• Text extract

★ ★ ★

The far-reaching, life-improving advantages of… not waiting!

Updated: Jan 6



I was watching the antiques roadshow the other day (peak Sunday night living!), when a piece of jewellery happened to pique my interest…


It wasn’t just any piece of jewellery, mind, but a vintage Faberge necklace, engraved with a rather curious cyrillic inscription (click here for the episode, and skip to 53 minutes!)


The translation of the words eluded the valuer, and indeed the owner of this rather ‘splendid’ piece, and owing to the language barrier, viewers were told that a second opinion would be needed before the meaning could be revealed.


Lo and behold, at the end of the episode, Fiona Bruce triumphantly announced that the inscription read:


‘Maybe it’s best not to wait.’


Straight away, this quote was jotted into my notes app. A precious morsel of thought-fodder, for my poetic brain to chew over at some indeterminate later date. It's kind of ironic, I realise, that I waited until now, two weeks later, to put pen to paper on this beautiful subject of 'not waiting'


A more apt response, would have been to write my musings then and there, but alas, the run-up to Christmas is nothing if but a nod to the art of 'shoulda, woulda, coulda.'


The chaos of it all...it doesn't lend well to immediacy, let's be honest.


That said, I can't kid myself that the festive season is entirely to blame for the fact that some things on my to-do list, have been there since July. Even without the temptation of Love Actually and endless cups of tea, more things get back-burnered on the regular, than probably should.


As if to add insult to (productivity) injury, I'm most of the time unaware of this habit ... let alone the potential repurcussions of all that ‘putting off!’


Admittedly, at this time of year, there is a certain luxury in letting the lax-ness slide. However, after the excuse of the holiday season has passed, ‘maybe it’s better not to wait’ might just become my motto of choice.


It ties in nicely with a piece of advice I was given when starting out on my Psychology degree, and that is that ‘if it will take less than 3 minutes, do it now.’


Now I’m not normally one for a ‘hack’, but this is one that I find myself using quite often, especially when trying to weigh an excess of to-dos, against a scarcity of time.

★ ★ ★

• Supplied information

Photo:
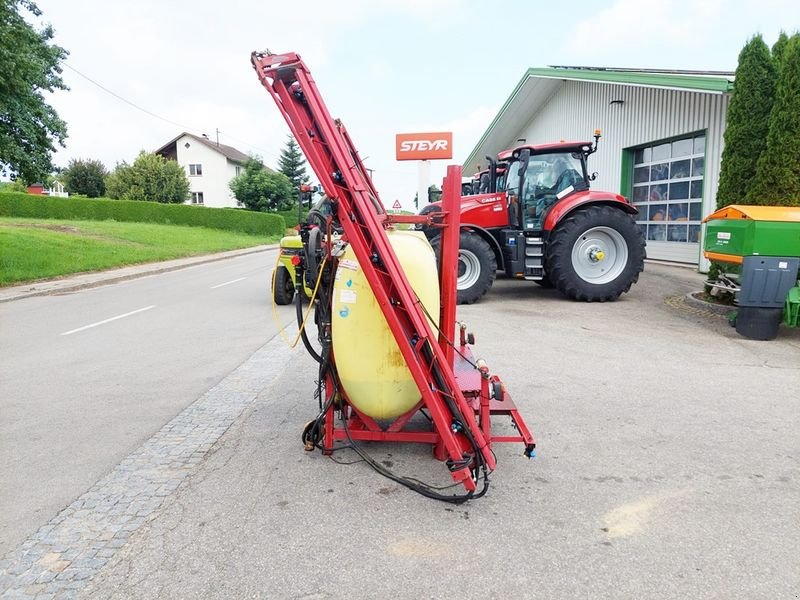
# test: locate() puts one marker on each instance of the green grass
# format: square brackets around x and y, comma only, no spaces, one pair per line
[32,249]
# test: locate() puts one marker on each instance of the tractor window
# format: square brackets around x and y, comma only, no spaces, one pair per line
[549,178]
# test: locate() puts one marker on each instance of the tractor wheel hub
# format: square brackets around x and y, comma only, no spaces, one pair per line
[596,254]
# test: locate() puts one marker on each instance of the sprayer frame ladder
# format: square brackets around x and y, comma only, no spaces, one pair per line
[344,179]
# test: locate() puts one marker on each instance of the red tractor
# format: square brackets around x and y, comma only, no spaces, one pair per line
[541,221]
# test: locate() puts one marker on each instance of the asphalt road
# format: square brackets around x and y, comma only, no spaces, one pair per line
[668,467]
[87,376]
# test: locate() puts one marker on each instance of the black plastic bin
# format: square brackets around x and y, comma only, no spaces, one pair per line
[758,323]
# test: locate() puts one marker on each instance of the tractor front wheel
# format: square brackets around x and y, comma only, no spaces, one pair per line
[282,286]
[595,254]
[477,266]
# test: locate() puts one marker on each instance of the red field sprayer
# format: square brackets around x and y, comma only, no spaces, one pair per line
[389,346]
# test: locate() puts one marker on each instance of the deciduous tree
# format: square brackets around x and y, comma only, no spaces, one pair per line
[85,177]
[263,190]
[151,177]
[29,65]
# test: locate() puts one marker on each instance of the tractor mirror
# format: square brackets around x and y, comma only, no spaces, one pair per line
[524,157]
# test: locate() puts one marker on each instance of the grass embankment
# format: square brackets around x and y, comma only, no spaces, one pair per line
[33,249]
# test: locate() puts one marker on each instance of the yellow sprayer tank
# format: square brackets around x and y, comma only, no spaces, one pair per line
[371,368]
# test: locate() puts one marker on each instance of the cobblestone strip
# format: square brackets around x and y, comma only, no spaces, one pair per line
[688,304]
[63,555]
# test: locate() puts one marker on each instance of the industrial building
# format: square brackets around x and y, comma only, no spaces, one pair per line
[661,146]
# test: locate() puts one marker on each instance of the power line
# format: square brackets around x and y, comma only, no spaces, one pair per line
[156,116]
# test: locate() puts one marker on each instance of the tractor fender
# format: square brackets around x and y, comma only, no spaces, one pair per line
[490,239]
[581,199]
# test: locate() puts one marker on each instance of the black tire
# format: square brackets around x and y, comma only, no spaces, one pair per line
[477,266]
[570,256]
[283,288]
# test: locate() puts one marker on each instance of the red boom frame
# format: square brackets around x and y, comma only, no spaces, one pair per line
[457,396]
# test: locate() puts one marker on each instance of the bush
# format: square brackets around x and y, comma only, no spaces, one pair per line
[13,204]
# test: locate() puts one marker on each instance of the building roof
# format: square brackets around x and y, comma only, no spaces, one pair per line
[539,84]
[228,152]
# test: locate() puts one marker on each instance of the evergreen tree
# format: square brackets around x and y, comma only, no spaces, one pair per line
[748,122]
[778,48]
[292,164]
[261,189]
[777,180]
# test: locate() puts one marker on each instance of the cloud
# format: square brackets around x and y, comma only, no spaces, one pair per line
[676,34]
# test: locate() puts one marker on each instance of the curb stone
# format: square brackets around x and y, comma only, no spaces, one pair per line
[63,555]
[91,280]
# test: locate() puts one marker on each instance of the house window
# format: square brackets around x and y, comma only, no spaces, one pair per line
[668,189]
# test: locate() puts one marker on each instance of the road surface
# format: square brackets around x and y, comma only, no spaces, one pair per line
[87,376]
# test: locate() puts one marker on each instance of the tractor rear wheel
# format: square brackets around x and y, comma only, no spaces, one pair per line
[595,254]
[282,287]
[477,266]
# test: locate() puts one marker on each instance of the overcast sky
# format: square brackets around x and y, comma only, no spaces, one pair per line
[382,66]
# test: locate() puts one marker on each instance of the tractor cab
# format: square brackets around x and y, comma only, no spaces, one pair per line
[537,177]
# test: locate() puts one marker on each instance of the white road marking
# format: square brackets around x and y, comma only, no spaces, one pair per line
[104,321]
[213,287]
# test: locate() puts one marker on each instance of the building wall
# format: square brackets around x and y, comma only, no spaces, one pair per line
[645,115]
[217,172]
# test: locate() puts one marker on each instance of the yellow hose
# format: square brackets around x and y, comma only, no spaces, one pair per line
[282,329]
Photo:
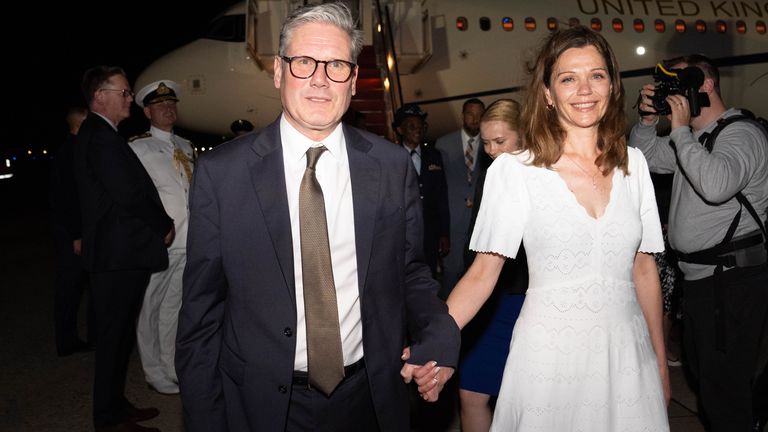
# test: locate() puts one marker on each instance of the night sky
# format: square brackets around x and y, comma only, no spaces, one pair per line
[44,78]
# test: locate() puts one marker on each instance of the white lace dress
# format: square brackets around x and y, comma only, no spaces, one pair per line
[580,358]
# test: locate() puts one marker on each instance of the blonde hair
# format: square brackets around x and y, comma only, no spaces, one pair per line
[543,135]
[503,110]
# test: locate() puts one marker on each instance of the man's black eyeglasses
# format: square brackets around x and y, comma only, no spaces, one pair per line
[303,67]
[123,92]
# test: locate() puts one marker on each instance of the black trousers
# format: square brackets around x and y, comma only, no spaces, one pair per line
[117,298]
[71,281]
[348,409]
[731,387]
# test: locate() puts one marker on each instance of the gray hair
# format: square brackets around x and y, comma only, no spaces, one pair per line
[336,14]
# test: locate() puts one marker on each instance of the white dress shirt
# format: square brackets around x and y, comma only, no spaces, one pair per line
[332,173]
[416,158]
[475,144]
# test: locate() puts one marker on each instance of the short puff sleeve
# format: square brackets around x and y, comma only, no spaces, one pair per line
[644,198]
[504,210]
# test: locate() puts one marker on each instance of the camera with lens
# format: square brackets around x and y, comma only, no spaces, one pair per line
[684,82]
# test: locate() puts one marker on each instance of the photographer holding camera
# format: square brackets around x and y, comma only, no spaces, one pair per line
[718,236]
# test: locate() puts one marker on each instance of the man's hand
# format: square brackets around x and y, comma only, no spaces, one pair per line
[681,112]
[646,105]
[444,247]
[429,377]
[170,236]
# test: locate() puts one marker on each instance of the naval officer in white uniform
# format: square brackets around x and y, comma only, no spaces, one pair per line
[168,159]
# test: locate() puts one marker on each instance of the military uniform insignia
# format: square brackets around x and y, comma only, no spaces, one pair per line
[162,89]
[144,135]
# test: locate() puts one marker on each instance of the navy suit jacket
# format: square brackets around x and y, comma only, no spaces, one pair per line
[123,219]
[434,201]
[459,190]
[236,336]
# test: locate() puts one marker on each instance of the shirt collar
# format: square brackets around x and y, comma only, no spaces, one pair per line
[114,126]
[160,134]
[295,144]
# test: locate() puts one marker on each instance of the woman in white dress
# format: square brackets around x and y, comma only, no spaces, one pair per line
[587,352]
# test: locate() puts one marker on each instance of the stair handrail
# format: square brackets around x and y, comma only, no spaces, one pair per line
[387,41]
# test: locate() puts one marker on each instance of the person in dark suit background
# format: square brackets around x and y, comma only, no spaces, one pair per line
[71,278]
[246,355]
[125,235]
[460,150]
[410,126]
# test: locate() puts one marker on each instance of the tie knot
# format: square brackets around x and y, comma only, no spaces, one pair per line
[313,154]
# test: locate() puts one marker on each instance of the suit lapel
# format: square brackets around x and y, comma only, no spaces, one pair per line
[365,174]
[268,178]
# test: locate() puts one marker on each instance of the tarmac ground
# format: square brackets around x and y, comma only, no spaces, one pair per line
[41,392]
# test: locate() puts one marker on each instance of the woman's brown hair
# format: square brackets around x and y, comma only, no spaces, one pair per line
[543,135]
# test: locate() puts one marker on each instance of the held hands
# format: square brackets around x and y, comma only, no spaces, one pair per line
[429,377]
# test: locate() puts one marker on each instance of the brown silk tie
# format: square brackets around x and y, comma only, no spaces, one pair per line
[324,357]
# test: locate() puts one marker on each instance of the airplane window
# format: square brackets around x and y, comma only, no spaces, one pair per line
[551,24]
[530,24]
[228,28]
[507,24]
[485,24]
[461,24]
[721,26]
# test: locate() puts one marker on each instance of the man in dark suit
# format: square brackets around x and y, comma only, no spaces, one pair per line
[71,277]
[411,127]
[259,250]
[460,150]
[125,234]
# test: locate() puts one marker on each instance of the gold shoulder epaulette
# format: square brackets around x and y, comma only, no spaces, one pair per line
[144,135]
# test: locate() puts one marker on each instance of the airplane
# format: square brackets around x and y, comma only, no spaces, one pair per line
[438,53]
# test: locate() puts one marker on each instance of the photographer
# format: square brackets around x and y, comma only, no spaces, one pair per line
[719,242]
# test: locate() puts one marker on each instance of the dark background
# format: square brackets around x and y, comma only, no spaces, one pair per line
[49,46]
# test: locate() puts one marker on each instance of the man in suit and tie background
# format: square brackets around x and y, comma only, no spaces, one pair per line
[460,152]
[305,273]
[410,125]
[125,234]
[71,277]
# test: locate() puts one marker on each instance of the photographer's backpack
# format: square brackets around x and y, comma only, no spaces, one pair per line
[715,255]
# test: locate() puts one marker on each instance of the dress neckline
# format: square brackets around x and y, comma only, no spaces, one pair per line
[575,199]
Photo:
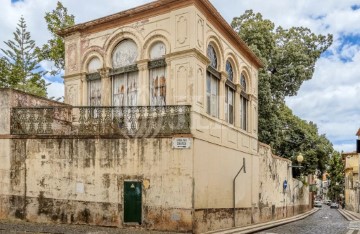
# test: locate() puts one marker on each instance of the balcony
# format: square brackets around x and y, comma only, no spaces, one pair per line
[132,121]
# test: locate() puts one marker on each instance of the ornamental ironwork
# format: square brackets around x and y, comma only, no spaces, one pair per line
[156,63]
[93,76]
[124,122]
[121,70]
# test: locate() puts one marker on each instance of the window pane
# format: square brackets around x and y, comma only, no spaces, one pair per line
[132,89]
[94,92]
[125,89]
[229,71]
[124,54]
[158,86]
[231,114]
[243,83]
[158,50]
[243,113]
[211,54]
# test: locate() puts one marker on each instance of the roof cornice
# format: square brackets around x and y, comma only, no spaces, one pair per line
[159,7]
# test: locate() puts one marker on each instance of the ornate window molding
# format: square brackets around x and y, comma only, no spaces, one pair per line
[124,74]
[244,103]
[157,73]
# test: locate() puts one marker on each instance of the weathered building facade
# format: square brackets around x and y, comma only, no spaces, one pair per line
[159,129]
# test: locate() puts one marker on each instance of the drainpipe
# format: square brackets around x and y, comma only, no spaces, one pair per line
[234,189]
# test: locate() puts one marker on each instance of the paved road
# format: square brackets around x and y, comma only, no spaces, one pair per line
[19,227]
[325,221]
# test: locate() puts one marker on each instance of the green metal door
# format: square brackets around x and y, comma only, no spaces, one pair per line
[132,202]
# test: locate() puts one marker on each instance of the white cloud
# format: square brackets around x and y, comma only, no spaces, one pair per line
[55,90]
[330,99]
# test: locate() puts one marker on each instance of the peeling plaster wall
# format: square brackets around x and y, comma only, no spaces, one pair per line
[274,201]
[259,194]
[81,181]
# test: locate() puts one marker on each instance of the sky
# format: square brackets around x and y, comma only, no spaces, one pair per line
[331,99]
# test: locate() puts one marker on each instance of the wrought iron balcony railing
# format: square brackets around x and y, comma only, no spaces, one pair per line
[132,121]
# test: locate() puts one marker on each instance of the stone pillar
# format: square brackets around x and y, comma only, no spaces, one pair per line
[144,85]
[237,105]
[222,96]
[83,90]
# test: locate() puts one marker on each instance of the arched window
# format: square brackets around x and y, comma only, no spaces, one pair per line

★ ★ ★

• Problem set
(a) Translate this sentence from the post about not waiting into French: "Straight away, this quote was jotted into my notes app."
(b) Condense the paragraph in the post about not waiting that begins "That said, I can't kid myself" into one sentence that keeps its main facts.

• Set of answers
(a) Aussitôt, cette citation a été notée dans mon application de notes.

(b) The festive season isn't entirely to blame, since some items on my to-do list have sat there since July, and even without Love Actually and endless cups of tea, I regularly put off more things than I probably should.